• _Exercise_
Rescale the listing below. Write out every line again, requests included. Multiply each box coordinate in the answers by 1.7 and round it to a whole number, with halves going up. Leave the pictures out of your answer.

-- begin --

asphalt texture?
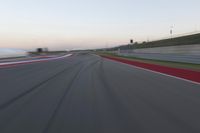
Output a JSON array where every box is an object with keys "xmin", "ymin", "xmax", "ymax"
[
  {"xmin": 119, "ymin": 53, "xmax": 200, "ymax": 64},
  {"xmin": 0, "ymin": 54, "xmax": 200, "ymax": 133}
]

-- end --

• _Solution to this task_
asphalt texture?
Output a JSON array where every box is an object with keys "xmin", "ymin", "xmax", "ymax"
[
  {"xmin": 202, "ymin": 90, "xmax": 340, "ymax": 109},
  {"xmin": 0, "ymin": 92, "xmax": 340, "ymax": 226}
]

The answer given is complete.